Exercise goal: Reproduce each of the records below verbatim, keeping them in their original order.

Data to process:

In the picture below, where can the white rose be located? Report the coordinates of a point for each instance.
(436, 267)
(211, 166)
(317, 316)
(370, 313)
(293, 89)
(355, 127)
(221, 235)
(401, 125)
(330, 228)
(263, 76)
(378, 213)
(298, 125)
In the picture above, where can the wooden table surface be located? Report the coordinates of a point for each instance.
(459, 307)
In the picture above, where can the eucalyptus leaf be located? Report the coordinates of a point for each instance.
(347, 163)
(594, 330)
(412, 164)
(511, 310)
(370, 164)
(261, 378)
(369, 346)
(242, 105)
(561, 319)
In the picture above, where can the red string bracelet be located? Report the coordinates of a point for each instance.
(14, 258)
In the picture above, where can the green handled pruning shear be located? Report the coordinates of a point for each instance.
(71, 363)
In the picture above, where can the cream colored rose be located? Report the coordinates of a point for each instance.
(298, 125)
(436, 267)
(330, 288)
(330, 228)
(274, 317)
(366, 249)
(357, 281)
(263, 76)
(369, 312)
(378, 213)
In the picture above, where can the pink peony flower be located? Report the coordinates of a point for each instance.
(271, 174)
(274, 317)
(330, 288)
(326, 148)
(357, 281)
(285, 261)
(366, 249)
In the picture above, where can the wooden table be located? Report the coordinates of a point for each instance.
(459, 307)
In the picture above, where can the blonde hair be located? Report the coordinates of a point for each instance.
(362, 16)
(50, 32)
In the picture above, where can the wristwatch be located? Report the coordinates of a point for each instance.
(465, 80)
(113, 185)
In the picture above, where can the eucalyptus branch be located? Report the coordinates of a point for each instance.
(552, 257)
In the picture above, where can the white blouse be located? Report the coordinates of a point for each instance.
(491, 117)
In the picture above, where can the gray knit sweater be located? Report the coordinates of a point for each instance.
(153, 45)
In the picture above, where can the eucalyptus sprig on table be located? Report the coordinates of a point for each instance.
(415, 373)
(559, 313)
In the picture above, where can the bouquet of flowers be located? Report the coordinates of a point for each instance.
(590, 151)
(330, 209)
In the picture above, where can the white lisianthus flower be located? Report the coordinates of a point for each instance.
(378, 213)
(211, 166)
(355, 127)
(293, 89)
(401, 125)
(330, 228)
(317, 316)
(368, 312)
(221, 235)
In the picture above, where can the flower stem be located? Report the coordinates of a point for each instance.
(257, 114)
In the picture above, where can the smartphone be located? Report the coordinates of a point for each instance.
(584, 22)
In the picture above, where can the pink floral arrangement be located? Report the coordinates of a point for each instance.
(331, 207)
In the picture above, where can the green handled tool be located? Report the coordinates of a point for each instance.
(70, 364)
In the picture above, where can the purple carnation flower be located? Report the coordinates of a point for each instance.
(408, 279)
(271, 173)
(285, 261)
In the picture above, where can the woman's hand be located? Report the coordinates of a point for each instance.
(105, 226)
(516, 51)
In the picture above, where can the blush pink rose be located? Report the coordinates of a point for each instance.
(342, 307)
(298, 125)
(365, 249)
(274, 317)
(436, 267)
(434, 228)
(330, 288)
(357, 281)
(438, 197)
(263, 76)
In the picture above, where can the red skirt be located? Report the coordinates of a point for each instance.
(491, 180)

Final answer:
In the picture below, where can the white rose be located? Report the coordinates of a point for each instance.
(436, 267)
(211, 166)
(317, 316)
(370, 313)
(293, 89)
(355, 127)
(221, 235)
(401, 125)
(330, 228)
(263, 76)
(378, 213)
(298, 125)
In the picture above, where can the wooden table surface be located? Report the coordinates of a point for each instance.
(459, 307)
In the picture above, where can the eucalyptus leaf be located? Report the coordinates of a point for each instance.
(347, 163)
(594, 330)
(412, 164)
(511, 310)
(370, 164)
(261, 378)
(369, 346)
(242, 105)
(561, 319)
In the picture above, where can the red string bracelet be located? Report the coordinates of a point for each instance.
(14, 258)
In the picture above, where can the green handled pruning shear be located? Report the coordinates of a point for each instance.
(71, 363)
In the picture above, where can the cream colored rose be located? Report the coordinates of a point for each instance.
(298, 125)
(436, 267)
(330, 288)
(330, 228)
(274, 317)
(366, 249)
(357, 281)
(263, 76)
(369, 312)
(378, 213)
In the picture above, where can the pink peony flower be located? Report the coordinates of a point for each instance.
(271, 174)
(274, 317)
(330, 288)
(326, 148)
(357, 281)
(285, 261)
(366, 249)
In the picture above, where can the wooden table be located? Report the coordinates of a point for each instance.
(459, 307)
In the picture above, where can the blonde hair be located? Report the coordinates of a point for each instance.
(362, 16)
(50, 32)
In the picture above, where can the wristwatch be located? Report the coordinates of a point for each instance.
(465, 80)
(113, 185)
In the picture above, where can the eucalyptus branch be located? Report the coordinates of a point for each instance.
(552, 257)
In the picture above, where can the white blouse be located? Report the coordinates of a point for each instance.
(491, 117)
In the picture above, where can the gray knit sweater be located? Report the coordinates of a point for each instance.
(153, 45)
In the picture above, where can the eucalyptus sprig on table be located? Report the coordinates of a point for each instance.
(415, 373)
(559, 313)
In the picture above, where can the bouquet of flowers be located? Report the coordinates of a point for each instance.
(590, 151)
(330, 209)
In the picture above, where can the white lisianthus flower be located? Report the coordinates of a point for each instance.
(378, 213)
(211, 166)
(355, 127)
(293, 89)
(401, 125)
(330, 228)
(317, 316)
(368, 312)
(221, 235)
In the picture above, where can the flower stem be located? Report the coordinates of a point for each instance.
(257, 114)
In the picture above, where can the smartphone be located? Report the coordinates of a point for each instance.
(584, 22)
In the picture above, where can the pink floral arrangement be located? Report the coordinates of a point for each instance.
(331, 207)
In the picture above, where can the green handled tool be located? Report the coordinates of a point for each instance.
(70, 364)
In the picture above, where can the purple carnation flower be located? Report the coordinates of a point for each instance.
(408, 279)
(271, 173)
(285, 261)
In the picture above, where can the woman's hand be located? Report the coordinates of a point for each instance.
(105, 226)
(516, 51)
In the picture above, where can the blush pink rose be located? Report the coordinates of a point for each instance.
(342, 307)
(298, 125)
(365, 249)
(274, 317)
(436, 267)
(434, 228)
(330, 288)
(357, 281)
(438, 197)
(263, 76)
In the picture above, where can the red skirt be located? Report the coordinates of a point for each instance.
(491, 180)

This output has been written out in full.